# [Required task]
Transcribe every line of the data below exactly, leaving the pictures out of your answer.

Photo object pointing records
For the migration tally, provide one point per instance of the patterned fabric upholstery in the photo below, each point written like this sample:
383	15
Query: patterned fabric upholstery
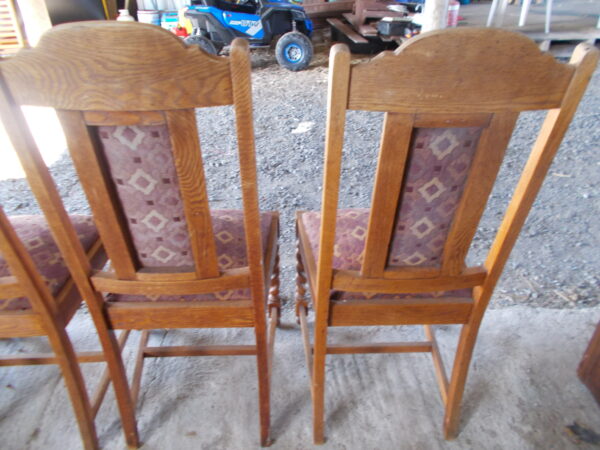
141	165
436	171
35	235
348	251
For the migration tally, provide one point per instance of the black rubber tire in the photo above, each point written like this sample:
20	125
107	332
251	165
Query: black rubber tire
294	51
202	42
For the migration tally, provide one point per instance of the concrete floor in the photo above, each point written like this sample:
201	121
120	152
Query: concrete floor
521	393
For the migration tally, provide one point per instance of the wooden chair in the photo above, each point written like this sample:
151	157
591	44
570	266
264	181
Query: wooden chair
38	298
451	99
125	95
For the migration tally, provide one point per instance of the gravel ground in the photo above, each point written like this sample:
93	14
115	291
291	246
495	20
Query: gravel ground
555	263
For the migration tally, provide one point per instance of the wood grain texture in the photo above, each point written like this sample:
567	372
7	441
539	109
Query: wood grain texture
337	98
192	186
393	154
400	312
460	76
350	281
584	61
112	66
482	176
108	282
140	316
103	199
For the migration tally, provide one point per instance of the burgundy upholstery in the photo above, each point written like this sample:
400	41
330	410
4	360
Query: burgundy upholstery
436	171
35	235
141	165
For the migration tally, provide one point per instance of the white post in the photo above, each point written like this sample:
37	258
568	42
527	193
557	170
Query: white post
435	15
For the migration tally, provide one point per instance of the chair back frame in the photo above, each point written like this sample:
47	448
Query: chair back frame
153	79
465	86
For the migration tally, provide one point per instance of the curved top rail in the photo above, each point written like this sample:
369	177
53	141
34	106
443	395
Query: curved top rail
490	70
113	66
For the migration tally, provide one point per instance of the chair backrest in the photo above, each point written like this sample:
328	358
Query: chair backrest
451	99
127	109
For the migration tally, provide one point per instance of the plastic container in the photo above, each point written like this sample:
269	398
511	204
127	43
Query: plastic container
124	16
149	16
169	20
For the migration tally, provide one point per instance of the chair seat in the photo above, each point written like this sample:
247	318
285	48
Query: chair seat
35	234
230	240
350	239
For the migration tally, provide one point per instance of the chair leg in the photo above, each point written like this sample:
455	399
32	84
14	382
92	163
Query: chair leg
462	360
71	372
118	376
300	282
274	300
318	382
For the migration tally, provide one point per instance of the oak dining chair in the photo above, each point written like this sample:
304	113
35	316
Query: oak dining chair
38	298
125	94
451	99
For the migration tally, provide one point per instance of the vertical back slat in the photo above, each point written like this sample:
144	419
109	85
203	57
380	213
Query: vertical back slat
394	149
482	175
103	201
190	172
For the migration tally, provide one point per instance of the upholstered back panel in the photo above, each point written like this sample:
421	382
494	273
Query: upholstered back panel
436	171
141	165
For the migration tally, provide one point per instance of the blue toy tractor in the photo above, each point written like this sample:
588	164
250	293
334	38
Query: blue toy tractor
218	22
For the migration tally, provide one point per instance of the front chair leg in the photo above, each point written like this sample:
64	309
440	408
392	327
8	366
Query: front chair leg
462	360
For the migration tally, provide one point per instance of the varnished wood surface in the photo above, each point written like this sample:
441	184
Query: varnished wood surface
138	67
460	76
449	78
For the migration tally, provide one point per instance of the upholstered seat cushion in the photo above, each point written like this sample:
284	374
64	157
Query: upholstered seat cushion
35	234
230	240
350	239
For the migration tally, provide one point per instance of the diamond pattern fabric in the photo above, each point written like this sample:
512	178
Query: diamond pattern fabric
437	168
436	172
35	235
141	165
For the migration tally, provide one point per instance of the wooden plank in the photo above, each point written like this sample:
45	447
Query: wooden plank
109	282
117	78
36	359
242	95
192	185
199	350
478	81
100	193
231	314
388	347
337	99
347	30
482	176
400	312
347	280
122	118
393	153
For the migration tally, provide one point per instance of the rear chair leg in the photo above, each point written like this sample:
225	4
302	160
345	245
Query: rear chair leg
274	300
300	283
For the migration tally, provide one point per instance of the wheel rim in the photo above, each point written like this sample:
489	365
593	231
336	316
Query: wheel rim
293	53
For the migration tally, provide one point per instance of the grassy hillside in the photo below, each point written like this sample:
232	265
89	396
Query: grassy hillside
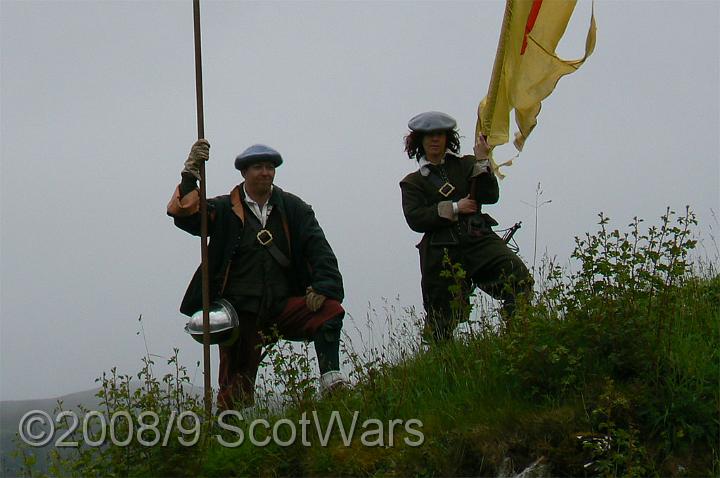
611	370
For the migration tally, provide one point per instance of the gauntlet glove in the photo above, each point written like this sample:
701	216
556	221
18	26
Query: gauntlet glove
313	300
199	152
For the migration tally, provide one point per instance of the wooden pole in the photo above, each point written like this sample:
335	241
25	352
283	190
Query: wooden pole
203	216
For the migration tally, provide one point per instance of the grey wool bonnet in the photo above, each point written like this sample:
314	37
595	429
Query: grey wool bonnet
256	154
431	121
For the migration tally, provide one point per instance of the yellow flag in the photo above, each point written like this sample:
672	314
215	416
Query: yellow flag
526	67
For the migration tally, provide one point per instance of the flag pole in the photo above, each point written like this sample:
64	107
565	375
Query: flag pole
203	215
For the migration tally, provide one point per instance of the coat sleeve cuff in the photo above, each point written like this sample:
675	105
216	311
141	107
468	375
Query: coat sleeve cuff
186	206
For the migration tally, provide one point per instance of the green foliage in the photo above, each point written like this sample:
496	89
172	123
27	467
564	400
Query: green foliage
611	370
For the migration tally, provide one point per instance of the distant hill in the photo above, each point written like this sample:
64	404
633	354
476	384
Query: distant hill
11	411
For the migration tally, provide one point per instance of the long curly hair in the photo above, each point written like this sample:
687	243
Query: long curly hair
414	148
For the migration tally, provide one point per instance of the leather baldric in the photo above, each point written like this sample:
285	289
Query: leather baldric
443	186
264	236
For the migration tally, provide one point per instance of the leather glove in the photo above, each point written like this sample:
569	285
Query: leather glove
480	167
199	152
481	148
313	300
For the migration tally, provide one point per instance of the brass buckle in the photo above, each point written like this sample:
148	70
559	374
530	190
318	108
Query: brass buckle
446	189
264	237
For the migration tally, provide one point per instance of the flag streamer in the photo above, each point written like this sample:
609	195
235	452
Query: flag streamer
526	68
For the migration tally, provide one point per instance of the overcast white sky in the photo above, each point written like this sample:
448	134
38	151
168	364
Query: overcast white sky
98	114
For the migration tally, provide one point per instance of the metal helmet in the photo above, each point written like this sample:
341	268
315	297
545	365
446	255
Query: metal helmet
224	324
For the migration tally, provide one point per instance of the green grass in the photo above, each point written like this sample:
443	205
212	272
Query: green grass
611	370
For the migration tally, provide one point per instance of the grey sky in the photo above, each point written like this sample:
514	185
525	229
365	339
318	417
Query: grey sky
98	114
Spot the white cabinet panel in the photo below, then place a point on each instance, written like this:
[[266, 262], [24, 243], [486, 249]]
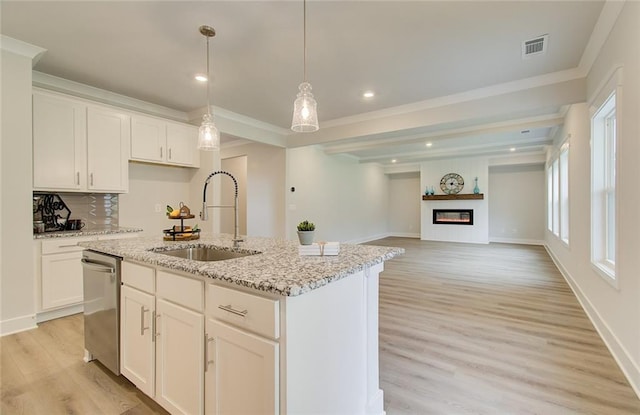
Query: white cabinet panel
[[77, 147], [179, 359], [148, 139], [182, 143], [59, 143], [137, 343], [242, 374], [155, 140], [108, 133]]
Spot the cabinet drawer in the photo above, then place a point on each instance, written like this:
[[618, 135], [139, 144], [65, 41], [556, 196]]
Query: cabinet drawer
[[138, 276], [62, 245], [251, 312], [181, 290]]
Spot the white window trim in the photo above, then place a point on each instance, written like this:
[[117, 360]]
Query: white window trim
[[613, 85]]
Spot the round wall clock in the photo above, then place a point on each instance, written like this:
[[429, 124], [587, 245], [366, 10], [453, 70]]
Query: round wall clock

# [Final result]
For the migration tally, provide one point per instance of the patterned fabric upholstery in the photo below, each point written like this sample:
383	15
Query: patterned fabric upholstery
141	165
436	171
35	235
348	251
For the migration tally, provide one point per instance of the black rubber tire in the photo above, each point written like this sample:
20	125
107	332
251	165
Query: black rubber tire
294	51
202	42
For the migration tally, provide one point per instance of the concrete floor in the photo above, each point written like this sample:
201	121
120	152
Query: concrete floor
521	393
For the migration tally, provide one point per instance of the wooden chair in the photo above, each point written like this sample:
151	157
591	44
570	266
264	181
Query: wooden chair
38	298
451	99
125	95
For the migration tally, provide one point per instance of the gravel ground in the photo above, each point written like this sample:
93	14
115	291
291	246
495	20
Query: gravel ground
555	263
For the migration tally, provide one point per instance of the wood grain texture in the photo above, each point written like this sample:
567	372
7	441
539	109
Query: wood grain texture
337	98
192	186
393	154
400	312
460	76
350	281
584	61
112	66
482	176
108	282
140	316
103	199
For the migration tally, provide one point per instance of the burgundy upholstery in the photo above, each point written like this sample:
400	41
330	410
4	360
Query: burgundy upholstery
436	171
35	235
141	165
For the migration tally, provide one point per instance of the white post in the photo above, each point written like this sample:
37	258
568	42
527	193
557	170
Query: white post
435	15
For the migration tally, provide one point per instance of the chair back frame in the photo above, each point written like this sample:
47	448
Query: chair back frame
153	79
465	86
For the migration tally, provide one point per instance of the curved top rail in the photo above, each point written like this sample:
369	177
53	141
34	106
443	395
Query: curved top rail
490	70
113	66
For the migration tally, provide one point per instance of the chair backrest in the photo above, each point written like this sample:
328	358
Query: chair backrest
451	99
127	109
For the migration tally, provide one point per instance of the plastic container in the photo above, each point written like this sample:
269	398
511	204
127	43
Query: plastic container
124	16
149	16
169	20
For the migration tally, provide one point per instance of the chair seat in the photo above, each point written like this sample:
247	318
285	48
Query: chair seat
35	234
230	240
350	239
For the migration tally, provide one point per instance of the chair leg in the photo above, each point written like this sample:
455	399
32	84
14	382
92	163
Query: chair leg
462	360
71	372
118	376
300	282
274	300
318	382
For the migration tally, provide one point per instance of the oak dining chair in the photo above, each point written like this sample:
304	113
35	316
Query: oak dining chair
38	298
125	94
451	99
For the migration tally, provide one point per instance of the vertical back slat in the photo above, each point written like this sample:
144	419
109	85
203	57
380	213
Query: vertical back slat
394	149
482	175
103	201
190	172
For the migration tally, provide one point per instance of the upholstered back panel in the photo above, each point written like this sample:
421	382
494	273
Query: upholstered back panel
436	171
141	165
For the migration tally, provide one point per instance of the blue toy tractor in the photo above, each point written like this sample:
588	164
250	293
334	38
Query: blue toy tractor
218	22
For the migration tally, provide one point per instance of the front chair leg in the photo above, each point written like this sample:
64	309
440	408
392	327
8	366
Query: front chair leg
462	360
For the migration tally, provide one point per instance of the varnished wood surface in the photo above, each point written like this sample:
441	184
Query: varnished wood surface
138	67
460	76
449	78
For the migration tally, provide one point per instance of the upholstered seat cushion in the photo above, each point written like this sample:
284	374
64	157
Query: upholstered seat cushion
35	234
230	240
350	239
For the migration tally, provide one point per instance of the diamond pattern fabric in the photo above, each point written like this sample:
512	178
Query: diamond pattern fabric
437	168
436	172
35	235
141	165
For the migration tally, provide one point per instance of the wooden plank in the photo above, each point written like this sample:
45	447
Query: wooden plank
109	282
117	78
36	359
242	95
192	185
199	350
478	81
100	193
231	314
388	347
337	99
347	30
482	176
400	312
347	280
122	118
393	153
For the migration tally, provide one point per instance of the rear chair leg in the photo above, each point written like this sample:
225	4
302	160
345	245
Query: rear chair leg
274	300
300	283
For the migration tally, provide one point per instance of the wheel rim in the photo above, each point written like this sample:
489	365
593	231
336	316
Query: wheel rim
293	53
For the migration tally, provide one point per instance of the grassy hillside in the photo below, each point written like this sample:
232	265
89	396
Query: grassy hillside
611	370
For the migration tally, provide one point per instance of the gauntlet glove in the photo above, each point written like this sample:
701	216
556	221
18	26
Query: gauntlet glove
313	300
199	152
For the migration tally, provide one point per instance of the wooden pole in the photo above, each point written like this sample:
335	241
25	352
283	190
Query: wooden pole
203	216
For the migration tally, provide one point per instance of the grey wool bonnet in the photo above, each point written like this sample:
314	37
595	429
Query: grey wool bonnet
256	154
431	121
For the migration tally, provide one point per instance of the yellow flag in the photo above, each point written like this sample:
672	314
215	416
Query: yellow flag
526	67
For the migration tally, provide one point per instance of the flag pole in the photo above, each point written like this sample:
64	107
565	375
Query: flag pole
203	215
For the migration tally, provide one point per instance of the coat sleeve cuff in the photo above, each point written like this sample:
675	105
216	311
141	107
468	375
Query: coat sleeve cuff
186	206
For the migration tally, provide one point per instance of the green foliage in the photo above, each point written like this sample:
496	89
172	123
27	467
564	400
Query: green foliage
611	370
For the migration tally, provide one point per instance of the distant hill in the photo above, each point written like this sample:
64	404
633	354
476	384
Query: distant hill
11	411
For the migration tally, provide one point per instance of the long curly hair in the photo above, each point written like this sample:
687	243
Query: long curly hair
414	148
For the migration tally, provide one point per instance of the leather baldric in the photo above, each point written like this sample:
285	289
Query: leather baldric
443	186
264	236
For the migration tally, provide one point per instance of the leather glove in the photo above, each point written like this sample:
569	285
Query: leather glove
480	167
199	152
481	148
313	300
For the migration tally, provide one point per instance of the brass buckle in the photo above, each point written like this sample:
148	70
559	374
530	190
318	108
Query: brass buckle
446	189
264	237
For the migration tally, provide one point per instance of the flag streamer in the photo above, each point written like this sample:
609	195
235	452
Query: flag streamer
526	68
For the migration tally, provide one point per instance of the overcast white sky in the photo above, each point written like this sample:
448	134
38	151
168	364
Query: overcast white sky
98	114
For the migration tally, provide one point per instance of the metal helmet in the photo above, each point written like this sample:
341	268
315	297
545	365
446	255
Query: metal helmet
224	324
For the migration tally, provide one point per instance of the green grass in the photo above, each point written like this sample:
443	205
212	272
Query: green grass
611	370
For the migration tally, provide one point per instance of the grey sky in the photo above, each point written like this sample:
514	185
525	229
365	339
318	417
Query: grey sky
98	114
Spot the white cabinet panel in the photo below, then place a point on each instance, written like this:
[[266, 262], [24, 243], [486, 249]]
Query: white cabinet panel
[[77, 147], [179, 359], [148, 139], [182, 143], [59, 143], [137, 343], [242, 374], [155, 140], [108, 133]]
Spot the cabinet drawer in the photo above, then place a point on each instance, written like this:
[[618, 135], [139, 144], [65, 41], [556, 196]]
Query: cabinet drawer
[[138, 276], [62, 245], [251, 312], [181, 290]]
Spot the white window trim in the photo above, then place a point on each instance, written like this:
[[117, 360]]
Query: white window trim
[[613, 85]]
Spot the round wall clock in the photo above, then place a point on each instance, written like this:
[[429, 124], [587, 245], [366, 10], [453, 70]]
Query: round wall clock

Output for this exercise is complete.